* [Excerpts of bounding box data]
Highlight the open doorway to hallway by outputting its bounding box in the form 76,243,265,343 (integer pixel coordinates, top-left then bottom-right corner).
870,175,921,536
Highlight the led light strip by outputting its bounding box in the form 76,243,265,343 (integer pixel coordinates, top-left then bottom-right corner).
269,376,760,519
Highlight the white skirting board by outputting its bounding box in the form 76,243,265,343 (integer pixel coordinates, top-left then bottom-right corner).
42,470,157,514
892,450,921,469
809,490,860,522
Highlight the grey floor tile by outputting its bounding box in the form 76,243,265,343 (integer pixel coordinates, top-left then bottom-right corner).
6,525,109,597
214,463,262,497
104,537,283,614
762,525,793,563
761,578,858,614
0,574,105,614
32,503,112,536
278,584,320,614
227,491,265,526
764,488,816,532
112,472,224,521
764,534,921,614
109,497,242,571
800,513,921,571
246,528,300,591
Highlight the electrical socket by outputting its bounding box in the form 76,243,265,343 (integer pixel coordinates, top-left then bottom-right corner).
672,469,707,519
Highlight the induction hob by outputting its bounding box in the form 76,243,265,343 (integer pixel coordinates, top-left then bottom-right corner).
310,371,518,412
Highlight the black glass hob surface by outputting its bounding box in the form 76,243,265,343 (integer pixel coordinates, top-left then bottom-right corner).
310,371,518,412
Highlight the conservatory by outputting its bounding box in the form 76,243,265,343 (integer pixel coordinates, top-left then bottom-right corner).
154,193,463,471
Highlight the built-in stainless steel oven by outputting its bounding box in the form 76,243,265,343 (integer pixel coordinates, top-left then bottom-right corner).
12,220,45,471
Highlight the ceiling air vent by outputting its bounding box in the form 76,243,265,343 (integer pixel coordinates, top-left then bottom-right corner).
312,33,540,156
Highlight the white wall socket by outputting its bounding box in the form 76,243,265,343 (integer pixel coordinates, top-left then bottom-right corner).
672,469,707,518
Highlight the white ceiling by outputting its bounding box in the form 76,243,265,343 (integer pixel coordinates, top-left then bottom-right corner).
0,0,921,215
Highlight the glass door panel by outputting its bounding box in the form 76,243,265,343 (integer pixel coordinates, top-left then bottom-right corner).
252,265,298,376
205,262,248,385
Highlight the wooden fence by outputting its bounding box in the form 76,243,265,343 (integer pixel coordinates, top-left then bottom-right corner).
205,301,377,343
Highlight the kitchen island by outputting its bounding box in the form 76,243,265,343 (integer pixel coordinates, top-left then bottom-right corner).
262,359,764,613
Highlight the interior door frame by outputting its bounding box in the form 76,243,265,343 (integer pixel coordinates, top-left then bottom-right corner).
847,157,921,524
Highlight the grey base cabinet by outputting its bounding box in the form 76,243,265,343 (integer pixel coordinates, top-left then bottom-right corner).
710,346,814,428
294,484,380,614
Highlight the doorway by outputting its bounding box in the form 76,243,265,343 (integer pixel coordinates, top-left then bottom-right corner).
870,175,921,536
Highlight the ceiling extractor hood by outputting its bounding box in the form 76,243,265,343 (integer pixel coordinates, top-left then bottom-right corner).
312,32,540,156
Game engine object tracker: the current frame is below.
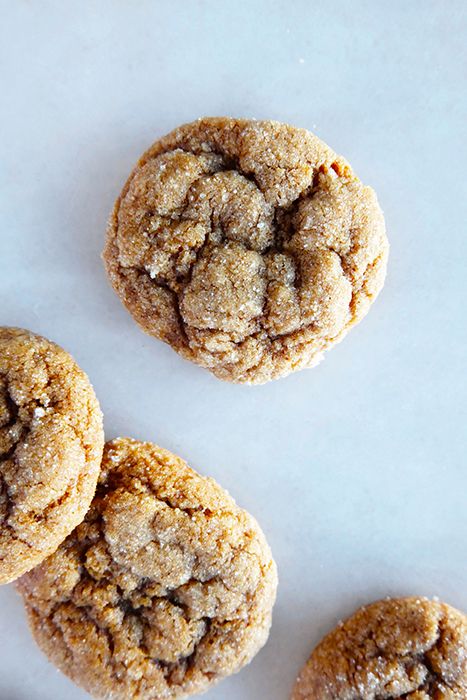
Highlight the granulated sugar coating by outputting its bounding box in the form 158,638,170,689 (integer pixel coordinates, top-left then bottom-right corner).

* [WHAT YOU HAVE TO DO]
Convert the records above into a JSON list of strings, with one string for each line and blank lines omitted. Leave the pictures out of the output.

* [THE REPLY]
[
  "Highlight the open doorway to hallway by outputting its bounding box in the form 76,243,265,343 (integer pixel coordinates, top-left then bottom-right corner).",
  "870,175,921,536",
  "Highlight the led light strip by outputting its bounding box in the form 76,243,265,343 (integer pixel coordinates, top-left then bottom-right corner).",
  "269,376,760,519",
  "Highlight the white skirting board by outputting its bounding box in the form 76,243,265,343 (integer pixel coordinates, top-left then bottom-right corner).",
  "42,470,157,514",
  "892,450,921,469",
  "809,490,860,522",
  "Highlight the grey floor tile by outputting its bounding box in the form 76,243,265,343 (integer pixel coordinates, top-left then bottom-right corner).",
  "6,525,109,597",
  "214,463,262,497",
  "104,537,283,614",
  "762,525,793,563",
  "761,578,858,614",
  "0,574,105,614",
  "32,503,112,536",
  "278,584,320,614",
  "227,491,265,526",
  "764,488,816,532",
  "112,472,224,521",
  "764,534,921,614",
  "109,497,242,571",
  "800,513,921,571",
  "246,528,300,591",
  "Highlight the electrical socket by outputting its bounding box in the form 76,243,265,343 (integer pixel coordinates, top-left then bottom-right corner).",
  "672,469,707,519",
  "Highlight the induction hob by outputting its bounding box in the form 76,243,265,343 (integer pixel coordinates, top-left then bottom-right corner).",
  "310,371,518,412",
  "Highlight the black glass hob surface by outputting its bounding box in the form 76,243,265,343 (integer pixel coordinates, top-left then bottom-right corner).",
  "310,371,518,412",
  "Highlight the conservatory by outputting its bounding box in the form 76,243,265,343 (integer pixel coordinates, top-left then bottom-right corner).",
  "154,193,463,471",
  "Highlight the built-in stainless steel oven by outputting its bounding box in the form 76,243,265,343 (integer pixel coordinates, top-left then bottom-right corner).",
  "12,220,45,471",
  "Highlight the ceiling air vent by outputting its bounding box in the form 76,243,265,343 (integer pixel coordinates, top-left then bottom-right corner).",
  "312,33,540,156",
  "Highlight the white wall socket by outputting its bounding box in the form 76,243,265,343 (integer pixel coordinates, top-left then bottom-right corner).",
  "672,469,707,518",
  "Highlight the white ceiling by outputting its bounding box in the form 76,243,265,343 (integer pixel coordinates, top-left then bottom-right corner).",
  "0,0,921,215",
  "Highlight the glass door panel by outputting its bounding box in the form 76,243,265,343 (integer pixel coordinates, top-left then bottom-right corner).",
  "252,265,298,376",
  "205,262,248,385",
  "Highlight the wooden fence by outputting its bounding box in the form 76,243,265,343 (integer pixel coordinates, top-left then bottom-right corner).",
  "205,301,377,343",
  "Highlight the kitchen island by outputting its bounding box in the form 76,243,265,343 (integer pixel coordinates, top-left then bottom-right corner).",
  "262,359,764,613",
  "Highlight the interior door frame by outputting its bounding box in the form 76,243,265,343 (integer pixel coordinates, top-left then bottom-right corner).",
  "847,157,921,524",
  "Highlight the grey base cabinet by outputting its bounding box in the form 76,243,265,343 (integer pixel coordinates, top-left then bottom-right corner).",
  "710,346,814,428",
  "294,484,380,614",
  "Highlight the doorway by outputting its bounding box in the form 76,243,265,343 (integer pixel coordinates, top-left then bottom-right corner).",
  "870,175,921,536",
  "Highlight the ceiling extractor hood by outputting its bounding box in the form 76,243,265,343 (integer pixel coordinates, top-left then bottom-right corner).",
  "312,32,540,156",
  "Game engine object tracker: the current frame is below.",
  "Highlight the granulated sugar coating by outputting its bounding box in the form 158,638,170,689 (integer pixel coordinates, top-left then bottom-right corner)."
]